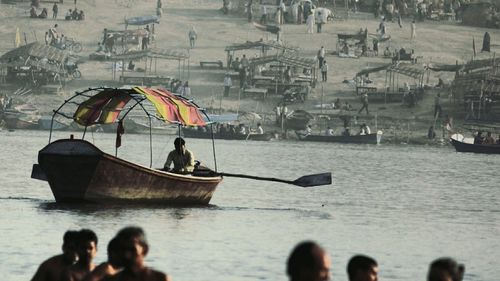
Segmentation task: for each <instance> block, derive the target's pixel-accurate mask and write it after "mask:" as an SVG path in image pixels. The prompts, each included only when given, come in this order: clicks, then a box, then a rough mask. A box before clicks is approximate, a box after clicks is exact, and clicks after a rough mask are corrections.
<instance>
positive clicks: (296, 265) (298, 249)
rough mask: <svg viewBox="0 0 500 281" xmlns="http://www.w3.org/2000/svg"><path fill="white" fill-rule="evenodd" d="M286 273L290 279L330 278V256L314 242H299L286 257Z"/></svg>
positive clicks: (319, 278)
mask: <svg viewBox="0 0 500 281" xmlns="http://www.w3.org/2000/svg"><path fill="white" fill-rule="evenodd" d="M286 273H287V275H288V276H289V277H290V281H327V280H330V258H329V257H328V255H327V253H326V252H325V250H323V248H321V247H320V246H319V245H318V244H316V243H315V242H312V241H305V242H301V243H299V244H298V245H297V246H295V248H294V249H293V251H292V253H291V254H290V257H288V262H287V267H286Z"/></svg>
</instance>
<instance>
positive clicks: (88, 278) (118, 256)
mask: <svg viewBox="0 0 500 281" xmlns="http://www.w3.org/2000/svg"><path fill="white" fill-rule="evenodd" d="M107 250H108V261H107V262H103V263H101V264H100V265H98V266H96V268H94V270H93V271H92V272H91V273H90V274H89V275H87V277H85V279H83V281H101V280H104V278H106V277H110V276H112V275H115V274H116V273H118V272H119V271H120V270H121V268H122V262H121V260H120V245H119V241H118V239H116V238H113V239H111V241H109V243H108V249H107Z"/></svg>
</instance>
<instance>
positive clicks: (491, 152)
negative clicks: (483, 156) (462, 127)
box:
----------------------------------------
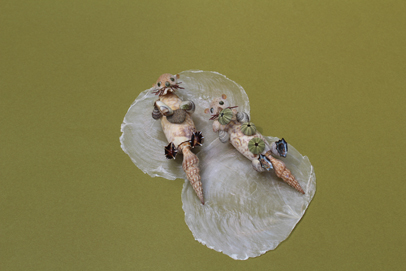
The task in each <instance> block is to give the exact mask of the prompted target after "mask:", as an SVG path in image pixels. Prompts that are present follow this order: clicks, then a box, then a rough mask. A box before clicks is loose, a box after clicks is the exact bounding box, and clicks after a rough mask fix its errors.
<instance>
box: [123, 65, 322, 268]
----------------------------------------
Task prompt: Write out exactly the lines that fall from the line with "Segmentation task: for" to the line with "positive clicks: (296, 265) (298, 249)" in the records above, keeping both ends.

Answer for this exercise:
Segmentation task: for each <instance> block, derive the target's pixel-accurate mask and write it after "mask:" as an SVG path in image pixels. The prompts, each included only when given, come in this order: clicks, then a box, then a rough mask. A box before clicks is approximate, a box after clicks is exact, and clicks after a rough mask are corrections.
<instance>
positive clicks: (296, 265) (298, 249)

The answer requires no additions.